> Task requirements
Please rewrite the records below, replacing every "rough mask" with "coarse mask" and leaving everything else unchanged. Leave the pictures out of your answer.

Stored data entries
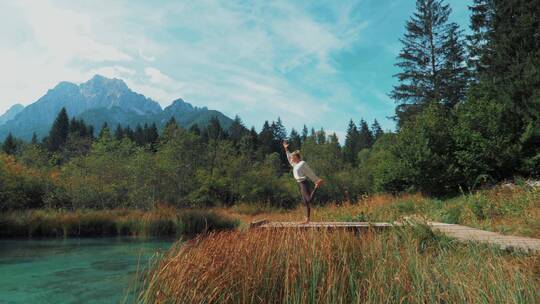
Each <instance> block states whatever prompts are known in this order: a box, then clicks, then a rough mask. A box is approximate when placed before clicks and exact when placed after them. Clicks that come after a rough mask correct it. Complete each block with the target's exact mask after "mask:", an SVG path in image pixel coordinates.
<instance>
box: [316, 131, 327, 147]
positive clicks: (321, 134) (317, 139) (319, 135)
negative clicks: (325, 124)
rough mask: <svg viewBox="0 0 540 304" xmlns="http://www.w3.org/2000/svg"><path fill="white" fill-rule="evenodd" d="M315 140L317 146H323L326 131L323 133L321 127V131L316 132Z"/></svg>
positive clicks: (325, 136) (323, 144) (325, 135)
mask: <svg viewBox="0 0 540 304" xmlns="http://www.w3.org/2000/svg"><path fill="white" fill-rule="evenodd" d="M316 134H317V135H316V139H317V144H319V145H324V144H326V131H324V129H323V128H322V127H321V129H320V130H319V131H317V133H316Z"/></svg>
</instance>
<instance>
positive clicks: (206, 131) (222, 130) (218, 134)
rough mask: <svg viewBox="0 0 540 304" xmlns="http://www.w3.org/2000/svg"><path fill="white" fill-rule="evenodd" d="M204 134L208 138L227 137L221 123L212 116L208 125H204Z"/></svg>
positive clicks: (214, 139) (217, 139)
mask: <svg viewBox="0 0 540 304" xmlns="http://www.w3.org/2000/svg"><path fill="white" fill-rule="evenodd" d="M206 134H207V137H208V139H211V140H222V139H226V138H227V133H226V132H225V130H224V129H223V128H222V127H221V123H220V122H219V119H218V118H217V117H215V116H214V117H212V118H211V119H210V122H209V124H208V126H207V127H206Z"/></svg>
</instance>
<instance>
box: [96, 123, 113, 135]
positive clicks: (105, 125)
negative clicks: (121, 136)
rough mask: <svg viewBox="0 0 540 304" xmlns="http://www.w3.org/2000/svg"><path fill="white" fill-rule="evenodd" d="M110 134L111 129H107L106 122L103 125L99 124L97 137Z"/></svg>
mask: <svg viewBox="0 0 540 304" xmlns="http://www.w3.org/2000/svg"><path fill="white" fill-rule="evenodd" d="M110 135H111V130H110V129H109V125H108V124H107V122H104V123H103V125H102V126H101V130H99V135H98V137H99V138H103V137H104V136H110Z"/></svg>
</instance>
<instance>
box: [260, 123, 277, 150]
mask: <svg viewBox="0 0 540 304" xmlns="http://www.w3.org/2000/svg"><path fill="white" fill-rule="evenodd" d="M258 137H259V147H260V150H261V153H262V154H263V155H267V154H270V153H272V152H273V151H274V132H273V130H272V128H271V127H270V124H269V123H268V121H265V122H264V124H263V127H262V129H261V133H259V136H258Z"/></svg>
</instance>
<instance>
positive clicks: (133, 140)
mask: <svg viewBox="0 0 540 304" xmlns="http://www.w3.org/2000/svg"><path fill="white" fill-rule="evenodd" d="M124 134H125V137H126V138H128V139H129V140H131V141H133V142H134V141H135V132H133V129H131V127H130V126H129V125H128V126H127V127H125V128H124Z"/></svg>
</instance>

> Written response
Each <instance> block states whatever prompts are known in this order: a box, then clicks, then a coarse mask. A box is approximate when placed before clicks and exact when placed after them. Clicks that come after a coarse mask correct it. Complete each block with the target's exact mask after "mask:", an SVG path in image pixel coordinates.
<instance>
box: [316, 131, 327, 147]
positive clicks: (321, 134) (317, 139) (319, 135)
negative clicks: (325, 124)
coarse mask: <svg viewBox="0 0 540 304" xmlns="http://www.w3.org/2000/svg"><path fill="white" fill-rule="evenodd" d="M315 140L317 146H323L326 131L323 133L321 127V131L316 132Z"/></svg>
positive clicks: (325, 136) (323, 144) (325, 135)
mask: <svg viewBox="0 0 540 304" xmlns="http://www.w3.org/2000/svg"><path fill="white" fill-rule="evenodd" d="M316 134H317V135H316V139H317V144H319V145H324V144H326V131H324V129H323V128H322V127H321V129H320V130H319V131H317V133H316Z"/></svg>
</instance>
<instance>
positive clicks: (206, 131) (222, 130) (218, 134)
coarse mask: <svg viewBox="0 0 540 304" xmlns="http://www.w3.org/2000/svg"><path fill="white" fill-rule="evenodd" d="M204 134L208 138L227 137L221 123L212 116L208 125H204Z"/></svg>
positive clicks: (214, 139) (217, 139)
mask: <svg viewBox="0 0 540 304" xmlns="http://www.w3.org/2000/svg"><path fill="white" fill-rule="evenodd" d="M206 134H207V137H208V139H211V140H222V139H226V138H227V133H226V132H225V130H224V129H223V128H222V127H221V123H220V122H219V119H218V118H217V117H215V116H214V117H212V118H211V119H210V122H209V124H208V126H207V127H206Z"/></svg>
</instance>
<instance>
box: [96, 123, 113, 135]
positive clicks: (105, 125)
negative clicks: (121, 136)
coarse mask: <svg viewBox="0 0 540 304" xmlns="http://www.w3.org/2000/svg"><path fill="white" fill-rule="evenodd" d="M110 134L111 129H107L106 122L103 125L99 124L97 137Z"/></svg>
mask: <svg viewBox="0 0 540 304" xmlns="http://www.w3.org/2000/svg"><path fill="white" fill-rule="evenodd" d="M110 135H111V130H110V129H109V125H108V124H107V122H104V123H103V125H102V126H101V130H99V135H98V137H99V138H103V137H104V136H110Z"/></svg>
</instance>
<instance>
box: [260, 123, 277, 150]
mask: <svg viewBox="0 0 540 304" xmlns="http://www.w3.org/2000/svg"><path fill="white" fill-rule="evenodd" d="M258 137H259V147H260V150H261V153H262V154H263V155H267V154H270V153H272V152H273V151H274V132H273V130H272V128H271V127H270V124H269V123H268V121H265V122H264V124H263V127H262V129H261V133H259V136H258Z"/></svg>
</instance>
<instance>
positive clicks: (133, 140)
mask: <svg viewBox="0 0 540 304" xmlns="http://www.w3.org/2000/svg"><path fill="white" fill-rule="evenodd" d="M124 134H125V137H126V138H128V139H129V140H131V141H133V142H134V141H135V132H133V129H131V127H130V126H129V125H128V126H127V127H125V128H124Z"/></svg>
</instance>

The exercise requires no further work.